begin Provided data

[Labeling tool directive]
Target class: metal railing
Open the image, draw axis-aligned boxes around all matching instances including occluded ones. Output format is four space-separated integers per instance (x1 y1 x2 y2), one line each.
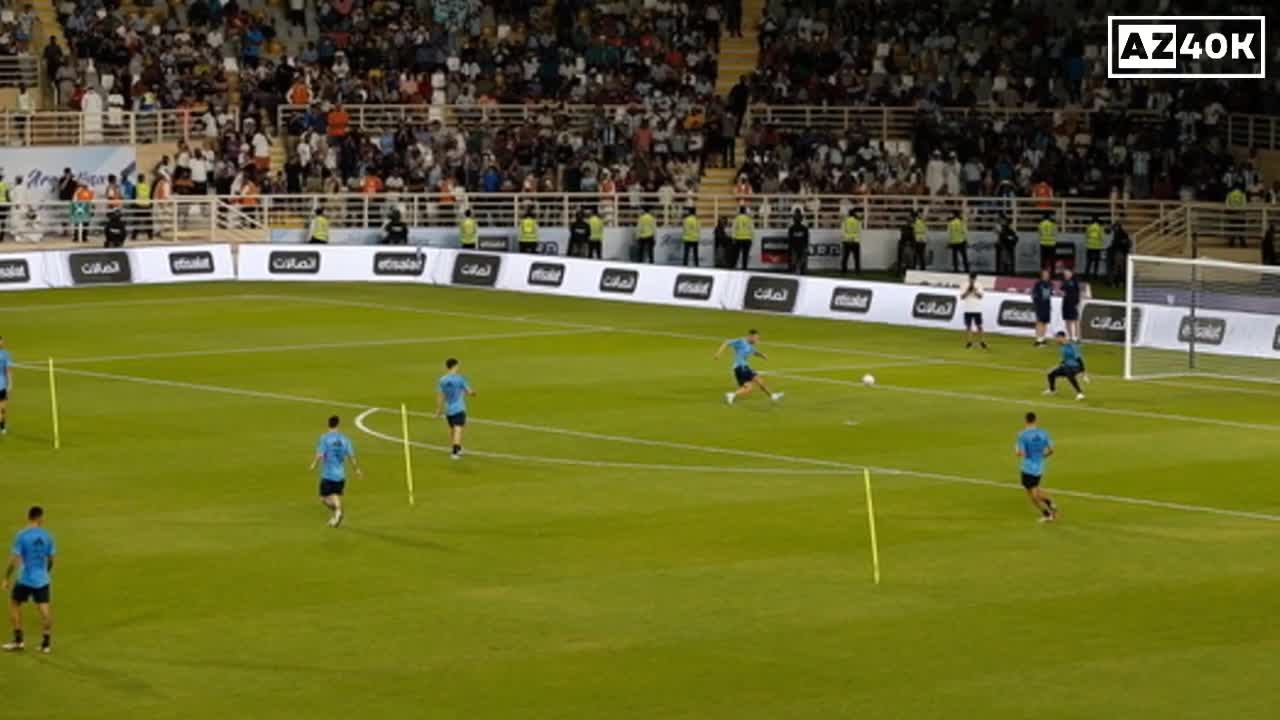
0 193 1249 249
0 55 40 90
1225 114 1280 150
0 109 238 146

end Provided data

| What the exercise asks |
Rescale the rows by reproducing every line in full, except the picture lines, which you should omit. Multiply each box coordinate in the answers by 0.3 and round to whole numbers, with halves rounding up.

| Final result |
[Labeling tool directive]
Target class: metal railing
Open the image, draw axis-aligned boxes around all matching instances including occluded ones. Output format is four space-separated integers per instance (x1 y1 x2 y2), one line each.
0 58 375 75
0 17 12 27
368 34 384 45
0 33 71 44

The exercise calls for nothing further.